Nowhere has this been more pronounced than in tech. Four of the top 10 on the Bloomberg Pay Index are tech executives: Cook, Alphabet Inc.’s Sundar Pichai, Microsoft Corp.’s Satya Nadella and Robert Swan of Intel Corp. (Cook has said he will donate most of his money to charity.)
The amounts rarely draw much attention. Alphabet’s announcement on a Friday afternoon in December that Pichai would collect about $240 million of stock awards in coming years yielded little more than a collective shrug. (The index annualizes his equity over three years, which puts his awarded pay for 2019 at $86.2 million.)
In their defense, some of these tech firms are among the world’s biggest in terms of market value—a measure that’s often used to justify executive pay. And unlike the banks, they’re not accused of bringing the financial system to the brink of collapse.
Highest Paid Women CEOs and Executives in 2019
The Bloomberg Pay Index tracks the 100 highest-paid executives at companies that submit compensation details to U.S. regulators. The figures on the index consist of salaries, bonuses and benefits doled out in the most recent year.
They also include the value of awarded stock options and restricted shares that may yield payoffs in the future. For comparison purposes, all such equity awards are valued at each company’s fiscal year-end, not the date they were granted. The index’s figures can therefore differ from those disclosed in filings—sometimes by a lot—depending on stock-price changes and dividends.
Diane Pelkey, a spokeswoman for online pet retailer Chewy Inc. whose CEO Sumit Singh is fifth on the index with $108.2 million, disputes Bloomberg’s calculation of his pay. Only about a quarter of his shares had vested at the end of 2019, she said in an email.
For Singh and every other executive, the index counts almost all annual grants of shares or options in the year they’re bestowed, not when they vest.

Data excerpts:
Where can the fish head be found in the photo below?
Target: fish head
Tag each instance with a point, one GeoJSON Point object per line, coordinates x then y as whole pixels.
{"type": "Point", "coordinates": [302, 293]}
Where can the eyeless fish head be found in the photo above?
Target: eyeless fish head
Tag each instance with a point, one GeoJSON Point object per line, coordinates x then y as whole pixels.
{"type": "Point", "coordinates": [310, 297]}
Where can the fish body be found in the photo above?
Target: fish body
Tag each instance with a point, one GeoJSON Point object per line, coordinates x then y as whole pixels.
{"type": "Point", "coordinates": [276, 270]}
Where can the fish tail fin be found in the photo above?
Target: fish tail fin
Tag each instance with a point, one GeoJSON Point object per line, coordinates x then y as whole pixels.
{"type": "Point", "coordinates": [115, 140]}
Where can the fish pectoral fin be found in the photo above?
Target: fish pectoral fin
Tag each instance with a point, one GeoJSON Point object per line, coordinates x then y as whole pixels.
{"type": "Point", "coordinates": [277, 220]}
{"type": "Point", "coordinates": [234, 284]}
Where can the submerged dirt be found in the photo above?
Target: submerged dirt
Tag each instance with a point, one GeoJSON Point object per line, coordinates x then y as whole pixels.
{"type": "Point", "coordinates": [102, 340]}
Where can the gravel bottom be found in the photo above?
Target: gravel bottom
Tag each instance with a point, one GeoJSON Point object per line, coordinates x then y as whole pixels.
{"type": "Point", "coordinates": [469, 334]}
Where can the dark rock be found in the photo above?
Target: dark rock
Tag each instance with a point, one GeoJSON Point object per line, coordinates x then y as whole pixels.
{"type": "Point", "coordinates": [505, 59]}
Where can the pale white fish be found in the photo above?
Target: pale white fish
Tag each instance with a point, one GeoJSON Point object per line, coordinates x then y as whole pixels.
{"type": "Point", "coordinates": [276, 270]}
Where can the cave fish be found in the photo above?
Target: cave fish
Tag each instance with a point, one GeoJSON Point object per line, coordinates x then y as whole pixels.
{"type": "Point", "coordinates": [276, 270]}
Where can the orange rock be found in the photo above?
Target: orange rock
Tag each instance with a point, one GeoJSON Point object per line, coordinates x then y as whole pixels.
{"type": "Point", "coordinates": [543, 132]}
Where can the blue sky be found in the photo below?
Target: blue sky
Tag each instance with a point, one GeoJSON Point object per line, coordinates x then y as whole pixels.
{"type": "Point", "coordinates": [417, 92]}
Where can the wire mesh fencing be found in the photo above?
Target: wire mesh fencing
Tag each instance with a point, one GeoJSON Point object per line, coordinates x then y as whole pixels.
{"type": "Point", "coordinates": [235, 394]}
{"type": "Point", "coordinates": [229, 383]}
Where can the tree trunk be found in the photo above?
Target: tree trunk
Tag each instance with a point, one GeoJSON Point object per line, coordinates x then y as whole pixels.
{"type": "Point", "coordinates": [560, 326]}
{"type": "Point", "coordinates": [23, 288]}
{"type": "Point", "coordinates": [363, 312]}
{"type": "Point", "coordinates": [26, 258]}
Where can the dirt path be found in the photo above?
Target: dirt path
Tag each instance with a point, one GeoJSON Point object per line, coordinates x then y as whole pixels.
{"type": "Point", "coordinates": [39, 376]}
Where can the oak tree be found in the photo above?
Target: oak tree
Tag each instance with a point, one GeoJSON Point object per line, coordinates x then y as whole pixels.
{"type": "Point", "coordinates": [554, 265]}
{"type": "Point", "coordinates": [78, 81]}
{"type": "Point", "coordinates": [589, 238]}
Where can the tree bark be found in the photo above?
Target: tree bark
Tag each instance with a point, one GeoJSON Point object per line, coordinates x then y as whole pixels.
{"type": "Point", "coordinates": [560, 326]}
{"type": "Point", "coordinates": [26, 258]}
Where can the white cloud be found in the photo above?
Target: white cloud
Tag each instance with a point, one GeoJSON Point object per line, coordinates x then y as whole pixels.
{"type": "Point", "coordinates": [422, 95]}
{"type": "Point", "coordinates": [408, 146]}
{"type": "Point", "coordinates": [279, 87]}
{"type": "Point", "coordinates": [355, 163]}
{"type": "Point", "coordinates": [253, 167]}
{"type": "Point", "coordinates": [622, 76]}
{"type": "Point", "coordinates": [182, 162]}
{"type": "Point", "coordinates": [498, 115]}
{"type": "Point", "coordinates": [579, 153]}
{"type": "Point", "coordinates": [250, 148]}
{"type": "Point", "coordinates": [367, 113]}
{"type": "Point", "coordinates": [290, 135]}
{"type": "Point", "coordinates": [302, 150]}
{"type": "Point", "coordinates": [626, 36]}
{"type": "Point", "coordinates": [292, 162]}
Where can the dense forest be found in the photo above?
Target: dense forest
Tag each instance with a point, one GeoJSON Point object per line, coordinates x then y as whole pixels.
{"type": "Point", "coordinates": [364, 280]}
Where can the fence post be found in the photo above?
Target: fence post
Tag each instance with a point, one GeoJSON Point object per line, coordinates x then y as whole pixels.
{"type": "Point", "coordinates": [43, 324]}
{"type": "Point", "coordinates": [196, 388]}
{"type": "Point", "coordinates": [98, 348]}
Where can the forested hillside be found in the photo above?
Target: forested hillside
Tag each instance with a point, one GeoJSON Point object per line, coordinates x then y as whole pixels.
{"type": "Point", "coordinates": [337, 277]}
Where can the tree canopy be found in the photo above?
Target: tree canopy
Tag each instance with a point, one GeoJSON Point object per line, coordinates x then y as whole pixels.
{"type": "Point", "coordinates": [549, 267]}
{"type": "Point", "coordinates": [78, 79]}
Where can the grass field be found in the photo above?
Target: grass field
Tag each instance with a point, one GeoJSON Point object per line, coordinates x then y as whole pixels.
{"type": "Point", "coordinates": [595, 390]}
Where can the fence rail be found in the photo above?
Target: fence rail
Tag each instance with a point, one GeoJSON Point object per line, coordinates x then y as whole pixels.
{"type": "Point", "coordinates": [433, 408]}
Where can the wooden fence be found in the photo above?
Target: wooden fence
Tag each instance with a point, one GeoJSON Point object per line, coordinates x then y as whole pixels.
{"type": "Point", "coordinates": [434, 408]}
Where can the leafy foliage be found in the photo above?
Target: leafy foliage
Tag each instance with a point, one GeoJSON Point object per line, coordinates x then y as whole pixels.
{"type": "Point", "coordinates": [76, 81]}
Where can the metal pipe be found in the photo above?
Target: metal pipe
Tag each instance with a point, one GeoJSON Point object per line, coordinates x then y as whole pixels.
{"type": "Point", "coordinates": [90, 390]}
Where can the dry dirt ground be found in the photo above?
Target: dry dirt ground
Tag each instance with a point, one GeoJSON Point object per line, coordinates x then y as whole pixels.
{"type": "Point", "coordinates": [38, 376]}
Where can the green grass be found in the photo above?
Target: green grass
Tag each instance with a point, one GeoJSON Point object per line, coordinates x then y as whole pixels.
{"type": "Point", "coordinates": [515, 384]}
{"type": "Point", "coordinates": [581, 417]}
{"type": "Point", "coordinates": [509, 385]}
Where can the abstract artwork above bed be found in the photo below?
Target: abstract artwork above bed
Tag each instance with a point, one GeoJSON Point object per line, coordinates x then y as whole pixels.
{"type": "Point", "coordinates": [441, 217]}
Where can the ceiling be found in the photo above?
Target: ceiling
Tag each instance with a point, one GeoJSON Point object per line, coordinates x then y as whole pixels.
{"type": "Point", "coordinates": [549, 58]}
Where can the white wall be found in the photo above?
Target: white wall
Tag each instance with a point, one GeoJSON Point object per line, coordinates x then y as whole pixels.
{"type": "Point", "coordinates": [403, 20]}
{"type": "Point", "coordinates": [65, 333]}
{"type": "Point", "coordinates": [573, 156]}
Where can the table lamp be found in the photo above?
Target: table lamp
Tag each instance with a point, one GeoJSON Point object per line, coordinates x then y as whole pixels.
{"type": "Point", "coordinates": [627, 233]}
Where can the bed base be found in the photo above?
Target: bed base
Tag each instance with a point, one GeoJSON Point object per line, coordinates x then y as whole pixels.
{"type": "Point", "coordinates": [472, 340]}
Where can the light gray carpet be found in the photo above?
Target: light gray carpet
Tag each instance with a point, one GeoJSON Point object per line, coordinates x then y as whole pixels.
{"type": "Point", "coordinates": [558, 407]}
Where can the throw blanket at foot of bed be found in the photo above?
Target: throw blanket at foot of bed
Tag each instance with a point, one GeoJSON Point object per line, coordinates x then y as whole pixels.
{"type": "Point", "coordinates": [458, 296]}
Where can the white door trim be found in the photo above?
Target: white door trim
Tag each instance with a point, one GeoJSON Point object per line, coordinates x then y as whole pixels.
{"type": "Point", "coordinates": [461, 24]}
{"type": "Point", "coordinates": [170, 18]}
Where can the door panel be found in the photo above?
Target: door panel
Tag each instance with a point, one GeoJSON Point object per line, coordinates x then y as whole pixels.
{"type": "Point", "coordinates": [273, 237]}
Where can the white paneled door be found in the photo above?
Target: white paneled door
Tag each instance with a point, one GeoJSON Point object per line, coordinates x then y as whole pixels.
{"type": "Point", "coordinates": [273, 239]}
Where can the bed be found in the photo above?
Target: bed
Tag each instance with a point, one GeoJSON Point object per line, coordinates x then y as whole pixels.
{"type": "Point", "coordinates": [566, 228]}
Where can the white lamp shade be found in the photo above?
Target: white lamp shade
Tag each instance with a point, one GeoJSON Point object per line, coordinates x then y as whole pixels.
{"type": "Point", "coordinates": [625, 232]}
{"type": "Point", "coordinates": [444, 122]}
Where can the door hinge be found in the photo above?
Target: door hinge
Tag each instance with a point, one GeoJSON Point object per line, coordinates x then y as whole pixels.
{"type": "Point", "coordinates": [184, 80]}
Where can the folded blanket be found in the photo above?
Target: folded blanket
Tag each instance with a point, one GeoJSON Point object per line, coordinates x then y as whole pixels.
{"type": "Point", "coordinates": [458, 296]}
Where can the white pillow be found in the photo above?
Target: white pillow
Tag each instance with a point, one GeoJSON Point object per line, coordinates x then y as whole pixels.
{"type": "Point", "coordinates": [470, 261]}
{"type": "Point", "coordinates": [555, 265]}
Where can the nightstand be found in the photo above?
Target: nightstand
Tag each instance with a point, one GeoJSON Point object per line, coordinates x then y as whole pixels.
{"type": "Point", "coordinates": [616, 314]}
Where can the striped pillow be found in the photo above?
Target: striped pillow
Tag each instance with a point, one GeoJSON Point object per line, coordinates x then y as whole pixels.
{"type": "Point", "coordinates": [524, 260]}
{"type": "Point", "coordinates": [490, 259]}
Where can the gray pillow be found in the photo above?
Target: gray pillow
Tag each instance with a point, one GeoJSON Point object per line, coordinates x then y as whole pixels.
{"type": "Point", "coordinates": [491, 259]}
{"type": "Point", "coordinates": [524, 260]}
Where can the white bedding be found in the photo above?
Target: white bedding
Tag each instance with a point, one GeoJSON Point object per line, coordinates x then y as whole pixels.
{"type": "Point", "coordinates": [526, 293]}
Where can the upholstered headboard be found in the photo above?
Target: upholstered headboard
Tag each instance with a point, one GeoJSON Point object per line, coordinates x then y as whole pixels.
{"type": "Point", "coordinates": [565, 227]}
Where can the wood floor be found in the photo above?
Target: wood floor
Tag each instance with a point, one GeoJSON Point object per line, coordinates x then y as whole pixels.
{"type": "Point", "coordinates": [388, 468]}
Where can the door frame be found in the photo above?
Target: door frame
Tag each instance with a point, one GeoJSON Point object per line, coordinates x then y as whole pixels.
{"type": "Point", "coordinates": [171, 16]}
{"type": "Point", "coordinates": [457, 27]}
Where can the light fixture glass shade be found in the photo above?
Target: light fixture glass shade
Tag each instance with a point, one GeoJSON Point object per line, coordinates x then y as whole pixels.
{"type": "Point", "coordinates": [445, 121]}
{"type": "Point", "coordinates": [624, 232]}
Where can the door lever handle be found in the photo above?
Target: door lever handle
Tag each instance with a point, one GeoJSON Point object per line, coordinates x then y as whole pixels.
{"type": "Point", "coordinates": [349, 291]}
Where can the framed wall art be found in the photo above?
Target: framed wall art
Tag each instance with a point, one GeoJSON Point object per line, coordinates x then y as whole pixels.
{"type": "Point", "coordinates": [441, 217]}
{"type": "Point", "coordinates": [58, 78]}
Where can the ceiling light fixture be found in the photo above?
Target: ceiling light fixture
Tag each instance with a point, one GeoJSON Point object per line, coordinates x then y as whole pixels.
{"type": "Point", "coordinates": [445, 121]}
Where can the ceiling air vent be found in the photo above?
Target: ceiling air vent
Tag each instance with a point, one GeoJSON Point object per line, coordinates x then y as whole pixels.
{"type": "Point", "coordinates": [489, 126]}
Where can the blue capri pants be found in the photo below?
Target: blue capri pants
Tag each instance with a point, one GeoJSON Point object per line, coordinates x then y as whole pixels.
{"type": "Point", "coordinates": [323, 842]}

▸ **Work task A**
According to the executive pay text, why can the Bloomberg Pay Index's figures differ from those disclosed in company filings? Answer in one to three sentences.
▸ **Work task B**
Decide whether each statement agrees with the executive pay text. Answer yes or no for each, and quote the deciding words of the text.
(i) The index covers the 100 highest-paid executives at companies that report compensation details to U.S. regulators.
(ii) The index counts grants of shares or options in the year they vest.
(iii) Three of the top 10 on the index are tech executives.
▸ **Work task C**
Extend the executive pay text, starting after its last sentence.
The records are separate material and have no connection to the executive pay text.

▸ **Expected answer A**
The index values all equity awards at each company's fiscal year-end rather than on the date they were granted. Stock-price changes and dividends between those dates can therefore make its figures differ from the filings, sometimes by a lot.

▸ **Expected answer B**
(i) Yes: "The Bloomberg Pay Index tracks the 100 highest-paid executives at companies that submit compensation details to U.S. regulators."
(ii) No: "the index counts almost all annual grants of shares or options in the year they’re bestowed, not when they vest."
(iii) No: "Four of the top 10 on the Bloomberg Pay Index are tech executives"

▸ **Expected answer C**
But any one-time grant meant to compensate an executive for several years is allocated over the life of the award, as explained in regulatory filings. Musk, for example, receives no compensation from Tesla Inc. aside from large grants of stock options tied to performance goals. The securities are meant to pay him for a decade. But in cases where the targets were met ahead of schedule and the options have vested, he has received new grants.
In 2018, he got his latest mega-grant of options, listed in filings with a value of $2.28 billion. The Bloomberg index allocates 1/10th of the securities to each of the next 10 years, and calculates the value of each year’s tranche based on the closing stock price on the last day of trading. His $595.3 million for last year includes a tranche of the 2018 grant and part of a similar but smaller award he received in 2012.
Like Musk, most executives on the index aren’t guaranteed to pocket all, or even most, of their packages. Stock awards, which make up the bulk of their pay, are often contingent on performance conditions, and payouts are usually reduced or eliminated if those aren’t met. On the other hand, if the goals are exceeded, the windfall could be significantly bigger than initially estimated.
Such is the case for Rutledge at Charter. In 2016, he received big grants of stock options and restricted shares that would be his if Charter’s share price exceeded certain thresholds over the coming years. In the meantime, he wouldn’t receive any additional equity, only his salary and bonus. (Instead of counting all options and shares in 2016, the index allocates 20% of the securities for each year in the five-year performance period.)
Back then, the company’s shares stood at around $224. The awards are tied to performance thresholds ranging from $289.76 on the low end to $564.04 on the high end, and his continued service as CEO.
Charter closed at $530.19 on Thursday in New York, having more than doubled over the past four years. So far, about half the options he got in 2016 have vested. If he exercised all of those in one fell swoop, he would take home more than $250 million before taxes.